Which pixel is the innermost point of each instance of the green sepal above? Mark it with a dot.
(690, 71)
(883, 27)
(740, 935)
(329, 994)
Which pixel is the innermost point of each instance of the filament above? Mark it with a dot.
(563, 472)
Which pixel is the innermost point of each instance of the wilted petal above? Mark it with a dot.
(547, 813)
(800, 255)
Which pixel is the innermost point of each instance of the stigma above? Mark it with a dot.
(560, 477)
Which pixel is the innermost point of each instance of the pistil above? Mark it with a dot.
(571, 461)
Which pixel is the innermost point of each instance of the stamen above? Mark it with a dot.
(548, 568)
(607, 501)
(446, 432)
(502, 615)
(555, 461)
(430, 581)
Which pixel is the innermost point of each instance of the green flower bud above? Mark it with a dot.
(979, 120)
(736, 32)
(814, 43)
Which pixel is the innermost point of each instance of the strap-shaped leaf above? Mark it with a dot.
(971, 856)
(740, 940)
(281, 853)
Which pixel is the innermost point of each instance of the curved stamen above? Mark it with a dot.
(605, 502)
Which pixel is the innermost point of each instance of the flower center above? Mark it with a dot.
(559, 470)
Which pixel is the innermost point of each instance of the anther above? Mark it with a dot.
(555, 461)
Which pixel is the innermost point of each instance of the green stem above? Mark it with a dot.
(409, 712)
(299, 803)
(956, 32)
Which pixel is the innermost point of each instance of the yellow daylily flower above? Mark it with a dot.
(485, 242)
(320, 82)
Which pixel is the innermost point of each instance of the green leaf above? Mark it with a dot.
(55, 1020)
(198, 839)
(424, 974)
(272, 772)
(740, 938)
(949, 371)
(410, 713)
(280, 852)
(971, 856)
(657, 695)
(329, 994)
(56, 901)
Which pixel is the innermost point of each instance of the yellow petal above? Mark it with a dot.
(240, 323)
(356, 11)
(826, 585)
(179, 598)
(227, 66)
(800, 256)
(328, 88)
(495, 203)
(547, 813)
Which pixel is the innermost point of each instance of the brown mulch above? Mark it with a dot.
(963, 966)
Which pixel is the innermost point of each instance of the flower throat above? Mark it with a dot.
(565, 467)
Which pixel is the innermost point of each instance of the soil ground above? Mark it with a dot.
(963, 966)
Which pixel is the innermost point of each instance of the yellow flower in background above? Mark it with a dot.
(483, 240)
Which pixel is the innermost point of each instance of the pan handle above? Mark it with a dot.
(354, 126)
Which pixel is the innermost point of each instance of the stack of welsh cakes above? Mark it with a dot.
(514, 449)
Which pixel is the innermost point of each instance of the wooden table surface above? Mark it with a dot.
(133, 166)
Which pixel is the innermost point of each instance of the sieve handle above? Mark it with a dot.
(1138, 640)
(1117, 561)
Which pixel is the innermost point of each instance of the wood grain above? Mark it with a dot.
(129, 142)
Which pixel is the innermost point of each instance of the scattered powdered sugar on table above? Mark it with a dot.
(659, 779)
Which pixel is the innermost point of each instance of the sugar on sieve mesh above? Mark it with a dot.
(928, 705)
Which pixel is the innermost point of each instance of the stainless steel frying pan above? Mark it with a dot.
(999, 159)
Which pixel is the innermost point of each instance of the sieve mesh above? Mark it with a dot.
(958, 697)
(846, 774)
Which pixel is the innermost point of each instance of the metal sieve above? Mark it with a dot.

====================

Repeat all of the material above word for word, without changing a single character.

REPLY TO THE TASK ::
Which pixel is the innermost point of each instance of the green sepal above? Mark it with a dot.
(690, 71)
(883, 27)
(740, 935)
(329, 994)
Which pixel is the innermost point of each instance of the filament above? Mark it with a dot.
(563, 472)
Which pixel is the innermost point of each instance of the wilted petal above? Mark it with a dot.
(547, 813)
(800, 255)
Which pixel is the innermost point of each instance of the stigma above? Mark it with a dot.
(560, 477)
Which pixel is the innermost point of each instance of the pistil above? Mark it with a dot.
(571, 461)
Which pixel is the innermost point of each instance of the stamen above? Mark it with a dot.
(548, 568)
(607, 501)
(446, 432)
(502, 615)
(555, 461)
(430, 581)
Which pixel is the innermost point of each instance of the green flower bud above? Mark it with a dot.
(979, 120)
(736, 32)
(814, 43)
Which pixel is the innermost point of each instance of the strap-shaped leaf above? Mark it with a dot.
(971, 856)
(740, 940)
(281, 853)
Which pixel is the innermost point of each instance of the curved stamen above? Mark it with a dot.
(605, 502)
Which pixel is the innermost point of each instance of the flower center above? Mark it with a dot.
(559, 470)
Which pixel is the innermost point of each instance of the anther above? Mark it with a dot.
(555, 461)
Which pixel is the innermost point of each instance of the green stem above? Mark it with a dot.
(409, 712)
(299, 803)
(956, 32)
Which pixel is the innermost point of each instance of the yellow daylily flower above? Mark it with a dot.
(485, 242)
(320, 82)
Which pixel is the innermost point of each instance of the green leaf above? Mark it with a dot.
(55, 1020)
(198, 839)
(424, 974)
(272, 772)
(740, 938)
(949, 371)
(410, 713)
(280, 852)
(971, 856)
(657, 695)
(329, 994)
(56, 901)
Which pixel is the innermost point of each instance of the yellow petal above? Mark it with a dot.
(240, 323)
(356, 11)
(826, 585)
(179, 598)
(227, 66)
(800, 256)
(328, 88)
(495, 203)
(547, 813)
Which pixel is the innermost point of each instance of the brown mulch above? Mark it with a dot.
(963, 966)
Which pixel is the innermost point of each instance of the flower throat above? Mark it with a dot.
(565, 467)
Which pixel is the innermost point of each instance of the soil ground above? Mark it with a dot.
(963, 966)
Which pixel is the innermost point of each instance of the yellow flower in background above? Mark it with a dot.
(483, 240)
Which pixel is the innermost point of each instance of the pan handle above? Mark it with a dot.
(354, 126)
Which pixel is the innermost point of each instance of the stack of welsh cakes above? Mark it with a dot.
(514, 449)
Which pixel is the innermost point of each instance of the wooden table surface above? Mark it with a dot.
(133, 166)
Which pixel is the innermost point of each instance of the sieve handle above? Mark it with a dot.
(1138, 640)
(1117, 561)
Which pixel is the innermost point of each instance of the wood grain above? Mark it with a dot.
(129, 142)
Which pixel is the innermost point of each instance of the scattered powdered sugar on table above? Mark it with a dot.
(659, 779)
Which pixel is the innermost point of each instance of the sugar on sieve mesh above? Mark it with a dot.
(928, 705)
Which pixel is the innermost point of each instance of the stainless steel frying pan above? Mark it with a dot.
(999, 159)
Which pixel is the innermost point of each instance of the sieve mesh above? Mark it with a dot.
(958, 697)
(846, 774)
Which pixel is the innermost point of each instance of the metal sieve above? Mark it with a dot.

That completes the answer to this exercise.